## Task details
Quote all of the data exactly as given. Skip every picture it contains.

—————

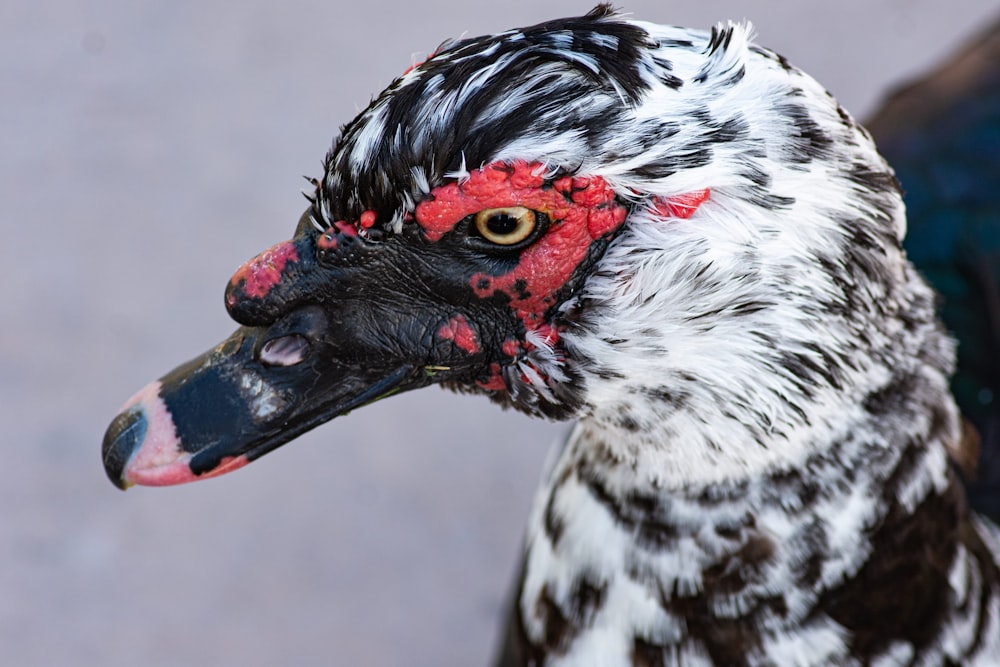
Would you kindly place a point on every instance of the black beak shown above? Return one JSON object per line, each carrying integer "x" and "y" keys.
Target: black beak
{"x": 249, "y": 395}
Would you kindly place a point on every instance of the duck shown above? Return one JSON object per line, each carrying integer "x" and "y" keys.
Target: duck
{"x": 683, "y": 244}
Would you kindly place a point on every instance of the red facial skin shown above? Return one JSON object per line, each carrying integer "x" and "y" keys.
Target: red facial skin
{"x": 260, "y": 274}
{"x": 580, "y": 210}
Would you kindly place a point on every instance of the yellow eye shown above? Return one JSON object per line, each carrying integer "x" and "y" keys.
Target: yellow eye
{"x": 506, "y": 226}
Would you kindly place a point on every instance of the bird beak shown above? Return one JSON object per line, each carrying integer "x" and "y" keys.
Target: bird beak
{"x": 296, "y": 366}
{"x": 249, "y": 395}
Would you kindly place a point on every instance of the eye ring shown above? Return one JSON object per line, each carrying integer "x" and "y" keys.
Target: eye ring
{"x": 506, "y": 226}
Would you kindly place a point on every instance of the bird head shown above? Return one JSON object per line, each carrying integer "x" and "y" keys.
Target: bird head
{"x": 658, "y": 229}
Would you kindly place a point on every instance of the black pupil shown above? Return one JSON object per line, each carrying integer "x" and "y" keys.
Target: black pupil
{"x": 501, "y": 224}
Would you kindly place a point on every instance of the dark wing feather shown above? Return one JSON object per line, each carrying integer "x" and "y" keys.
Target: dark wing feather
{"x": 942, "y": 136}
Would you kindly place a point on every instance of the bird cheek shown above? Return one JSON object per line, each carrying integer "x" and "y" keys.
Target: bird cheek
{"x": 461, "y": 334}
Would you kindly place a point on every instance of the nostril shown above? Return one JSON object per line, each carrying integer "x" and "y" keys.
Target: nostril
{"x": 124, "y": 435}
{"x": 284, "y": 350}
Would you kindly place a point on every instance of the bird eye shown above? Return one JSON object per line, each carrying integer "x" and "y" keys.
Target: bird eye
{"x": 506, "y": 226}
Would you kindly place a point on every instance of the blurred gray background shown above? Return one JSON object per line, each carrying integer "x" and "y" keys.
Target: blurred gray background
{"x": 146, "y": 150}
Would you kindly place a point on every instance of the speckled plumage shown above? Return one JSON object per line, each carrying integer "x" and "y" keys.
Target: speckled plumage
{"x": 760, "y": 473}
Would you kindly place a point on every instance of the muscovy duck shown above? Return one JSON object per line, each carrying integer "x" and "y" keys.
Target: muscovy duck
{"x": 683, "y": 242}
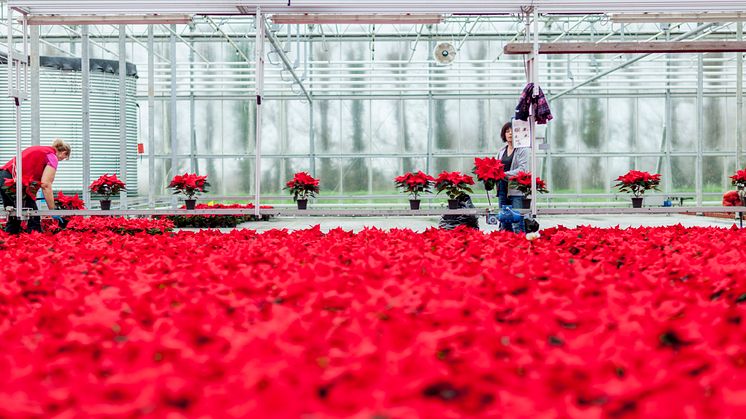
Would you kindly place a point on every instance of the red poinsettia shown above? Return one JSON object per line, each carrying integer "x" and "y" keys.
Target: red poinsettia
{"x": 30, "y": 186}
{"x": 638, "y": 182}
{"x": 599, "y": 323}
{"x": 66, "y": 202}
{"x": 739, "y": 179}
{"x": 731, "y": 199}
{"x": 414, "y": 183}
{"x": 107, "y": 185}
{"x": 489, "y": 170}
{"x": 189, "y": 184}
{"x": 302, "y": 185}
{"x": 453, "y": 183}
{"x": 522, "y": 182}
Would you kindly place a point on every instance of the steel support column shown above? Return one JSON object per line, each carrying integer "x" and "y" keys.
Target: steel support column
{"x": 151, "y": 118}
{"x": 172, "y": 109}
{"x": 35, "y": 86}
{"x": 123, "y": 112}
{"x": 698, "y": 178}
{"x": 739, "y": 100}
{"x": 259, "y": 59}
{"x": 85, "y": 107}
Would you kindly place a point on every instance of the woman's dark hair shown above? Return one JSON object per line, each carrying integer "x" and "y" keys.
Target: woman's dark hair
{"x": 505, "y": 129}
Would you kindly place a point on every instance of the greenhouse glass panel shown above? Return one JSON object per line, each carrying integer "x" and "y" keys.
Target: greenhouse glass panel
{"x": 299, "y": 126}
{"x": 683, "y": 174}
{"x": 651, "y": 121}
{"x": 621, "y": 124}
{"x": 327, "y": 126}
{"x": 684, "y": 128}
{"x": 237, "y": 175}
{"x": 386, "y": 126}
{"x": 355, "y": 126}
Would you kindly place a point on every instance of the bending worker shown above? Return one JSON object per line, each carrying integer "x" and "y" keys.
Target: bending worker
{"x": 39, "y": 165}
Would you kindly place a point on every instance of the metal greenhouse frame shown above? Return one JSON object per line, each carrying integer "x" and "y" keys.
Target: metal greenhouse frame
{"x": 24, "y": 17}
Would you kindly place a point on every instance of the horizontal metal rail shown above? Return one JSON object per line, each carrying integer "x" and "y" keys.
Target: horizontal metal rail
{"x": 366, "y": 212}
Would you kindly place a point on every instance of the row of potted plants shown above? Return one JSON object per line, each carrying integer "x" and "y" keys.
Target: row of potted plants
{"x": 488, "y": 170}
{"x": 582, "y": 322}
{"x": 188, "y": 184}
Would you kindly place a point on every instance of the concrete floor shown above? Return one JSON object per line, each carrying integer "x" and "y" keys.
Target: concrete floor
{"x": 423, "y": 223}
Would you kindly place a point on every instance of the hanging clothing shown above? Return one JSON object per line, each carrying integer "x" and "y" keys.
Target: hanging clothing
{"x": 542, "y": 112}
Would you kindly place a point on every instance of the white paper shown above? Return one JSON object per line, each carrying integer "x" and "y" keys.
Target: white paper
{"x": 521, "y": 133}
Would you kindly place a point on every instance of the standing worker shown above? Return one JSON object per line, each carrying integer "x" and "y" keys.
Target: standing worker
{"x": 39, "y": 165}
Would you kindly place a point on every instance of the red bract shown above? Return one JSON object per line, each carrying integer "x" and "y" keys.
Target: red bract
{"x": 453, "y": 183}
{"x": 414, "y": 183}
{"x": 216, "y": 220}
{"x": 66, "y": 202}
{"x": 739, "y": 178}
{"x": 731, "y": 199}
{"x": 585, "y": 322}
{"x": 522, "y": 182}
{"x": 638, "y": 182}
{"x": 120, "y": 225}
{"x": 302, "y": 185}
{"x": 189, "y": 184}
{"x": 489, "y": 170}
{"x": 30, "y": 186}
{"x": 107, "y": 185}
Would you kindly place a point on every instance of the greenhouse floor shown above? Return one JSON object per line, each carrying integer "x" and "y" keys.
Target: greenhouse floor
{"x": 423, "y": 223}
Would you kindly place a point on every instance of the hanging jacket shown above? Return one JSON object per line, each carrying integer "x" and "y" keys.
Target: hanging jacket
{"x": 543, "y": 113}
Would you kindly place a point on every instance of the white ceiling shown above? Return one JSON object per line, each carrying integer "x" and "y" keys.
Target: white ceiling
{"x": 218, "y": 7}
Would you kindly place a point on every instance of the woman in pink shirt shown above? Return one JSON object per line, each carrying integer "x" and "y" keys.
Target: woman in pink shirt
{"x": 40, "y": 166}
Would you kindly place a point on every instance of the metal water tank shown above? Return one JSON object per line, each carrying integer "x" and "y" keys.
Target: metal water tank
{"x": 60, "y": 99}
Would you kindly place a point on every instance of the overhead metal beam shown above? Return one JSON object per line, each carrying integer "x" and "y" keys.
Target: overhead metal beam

—————

## Task output
Would you kindly place a point on every instance of the black beak shown above? Return one JSON object per line, each carrying integer "x" and "y" keys.
Target: black beak
{"x": 249, "y": 395}
Would you kindly place a point on every instance of the duck shown above? Return one JSON object per line, each carrying integer "x" and "y" keys.
Target: duck
{"x": 683, "y": 244}
Would you kindly place a point on every instance of the red facial skin shown above? Return one JSON object per line, each carrying integer "x" and "y" keys.
Target: red facial skin
{"x": 260, "y": 274}
{"x": 580, "y": 210}
Would you kindly place a point on every instance of the yellow eye shown above? Return one JSON object per line, each carrying integer "x" and "y" keys.
Target: yellow eye
{"x": 506, "y": 226}
Would you kindly place a point on every instance of the bird beak shown above? Return one JSON object per line, each carrying integer "x" and "y" keys.
Target: bird beak
{"x": 296, "y": 366}
{"x": 249, "y": 395}
Would you kindly place a point on every instance of the eye ring shown above? Return one JSON object per line, each carrying integer "x" and "y" keys.
Target: eye ring
{"x": 506, "y": 226}
Would you kindly place a point on every instance of the bird head shown above? Return one JSON object per line, each carrying integer "x" and "y" keys.
Target: bird head
{"x": 658, "y": 229}
Would you kindly place a point on every instance of the black pupil shown above? Return one JSON object per line, each carrying integer "x" and "y" keys.
Target: black pupil
{"x": 501, "y": 224}
Would you kindly place a point on every instance of the dark wing feather shown above? Return one JSON object per line, each carrying integer "x" and "y" keys.
Target: dark wing feather
{"x": 942, "y": 136}
Would you kindly place a point on every instance of the bird cheek shown above? Return one JSON object per line, each carrying integer "x" and "y" keys.
Target: bird cheek
{"x": 461, "y": 334}
Would you kindly place a point on every instance of the nostril shown above? Return one JSON object per line, each carrying integer "x" and "y" keys.
Target: nostril
{"x": 124, "y": 435}
{"x": 284, "y": 350}
Would you kindly place a point on every instance of the bird eye shown above? Return one JSON object per line, each carrying integer "x" and "y" keys.
Target: bird eye
{"x": 506, "y": 226}
Would you kindly place a point on every instance of the blurred gray background shown above? Return one JSON object per line, each carrying integer "x" and "y" keys.
Target: blurred gray background
{"x": 146, "y": 150}
Would you kindly place a point on every instance of the speckled plumage shown above? Return one JSON object per line, each carrying integer "x" and "y" keys.
Target: speckled plumage
{"x": 760, "y": 473}
Would you kindly place a point on every instance of the muscovy duck shown above? Return one JSON object per line, each carrying integer "x" and "y" keys.
Target: muscovy duck
{"x": 683, "y": 242}
Would you kindly place a point on every instance of the red poinsettia shown above? Return one JSON object per line, each carrying integer "x" and "y" keys.
Target: red poinsettia
{"x": 30, "y": 186}
{"x": 638, "y": 182}
{"x": 599, "y": 323}
{"x": 66, "y": 202}
{"x": 739, "y": 179}
{"x": 731, "y": 199}
{"x": 414, "y": 183}
{"x": 107, "y": 185}
{"x": 489, "y": 170}
{"x": 189, "y": 184}
{"x": 302, "y": 185}
{"x": 453, "y": 183}
{"x": 522, "y": 182}
Would you kindly place a point on every instance of the steel support column shown above? Return one JSON object per line, each carrying integer "x" and "y" keys.
Target: steel support column
{"x": 151, "y": 118}
{"x": 172, "y": 109}
{"x": 35, "y": 86}
{"x": 123, "y": 112}
{"x": 698, "y": 178}
{"x": 739, "y": 100}
{"x": 259, "y": 59}
{"x": 85, "y": 107}
Would you kindly place a point on every instance of the woman's dark hair shown above? Return one JSON object per line, each carrying integer "x" and "y" keys.
Target: woman's dark hair
{"x": 505, "y": 129}
Would you kindly place a point on every instance of the greenhouse glass panel shown above? Return one JSON object per line, each carrying integer "x" and "y" keys.
Target: greenhouse glass panel
{"x": 299, "y": 126}
{"x": 683, "y": 174}
{"x": 651, "y": 121}
{"x": 621, "y": 124}
{"x": 327, "y": 126}
{"x": 684, "y": 128}
{"x": 237, "y": 175}
{"x": 386, "y": 126}
{"x": 355, "y": 126}
Would you kindly place a point on every instance of the bending worker shown above? Return one JSON object per line, each carrying integer "x" and "y" keys.
Target: bending worker
{"x": 39, "y": 165}
Would you kindly place a point on every instance of the metal greenhouse frame shown above? Return one JSON object per line, each carrying integer "x" and "y" keys.
Target: metal greenhouse frame
{"x": 24, "y": 17}
Would you kindly place a point on every instance of the horizontal metal rail shown above? Return one JSON object per line, each carrying integer "x" and "y" keys.
Target: horizontal metal rail
{"x": 366, "y": 212}
Would you kindly place a point on every instance of the row of potted plants shown above? Return one JSON object per line, each carrying integer "x" and "y" keys.
Target: row of potted plants
{"x": 488, "y": 170}
{"x": 582, "y": 322}
{"x": 188, "y": 184}
Would you kindly place a point on every instance of the concrete floor shown above? Return one JSON object per line, each carrying integer "x" and "y" keys.
Target: concrete floor
{"x": 423, "y": 223}
Would you kindly place a point on every instance of the hanging clothing shown above? Return one JSON object per line, each carrying integer "x" and "y" keys.
Target: hanging clothing
{"x": 542, "y": 112}
Would you kindly place a point on every instance of the white paper shown above? Return one JSON object per line, each carrying integer "x" and "y" keys.
Target: white paper
{"x": 521, "y": 133}
Would you kindly place a point on every instance of the standing worker shown above? Return one JSON object per line, each carrying integer "x" and "y" keys.
Target: standing worker
{"x": 39, "y": 165}
Would you kindly place a point on every instance of the red bract shown above? Return one JSON object per line, each carrying integer "x" and "y" keys.
Target: red bract
{"x": 453, "y": 183}
{"x": 414, "y": 183}
{"x": 216, "y": 220}
{"x": 66, "y": 202}
{"x": 739, "y": 178}
{"x": 731, "y": 199}
{"x": 585, "y": 322}
{"x": 522, "y": 182}
{"x": 638, "y": 182}
{"x": 120, "y": 225}
{"x": 302, "y": 185}
{"x": 189, "y": 184}
{"x": 489, "y": 170}
{"x": 30, "y": 186}
{"x": 107, "y": 185}
Would you kindly place a point on every instance of the greenhouse floor shown above? Return one JSON object per line, each carrying integer "x" and "y" keys.
Target: greenhouse floor
{"x": 423, "y": 223}
Would you kindly place a point on every instance of the hanging jacket shown above? Return one JSON object per line, each carrying integer "x" and "y" keys.
Target: hanging jacket
{"x": 543, "y": 113}
Would you kindly place a point on every instance of the white ceiling shown above? Return one JSON object per line, each carrying integer "x" and "y" keys.
Target: white ceiling
{"x": 218, "y": 7}
Would you kindly place a point on every instance of the woman in pink shirt shown above? Return one JSON object per line, each carrying integer "x" and "y" keys.
Target: woman in pink shirt
{"x": 40, "y": 166}
Would you kindly place a point on every instance of the metal water tank shown above? Return one JSON object per line, each carrying integer "x" and "y" keys.
Target: metal water tank
{"x": 60, "y": 99}
Would you kindly place a point on every instance of the overhead metal beam shown above? Return one JSON object per line, each carrying integer "x" and "y" keys.
Target: overhead metal beam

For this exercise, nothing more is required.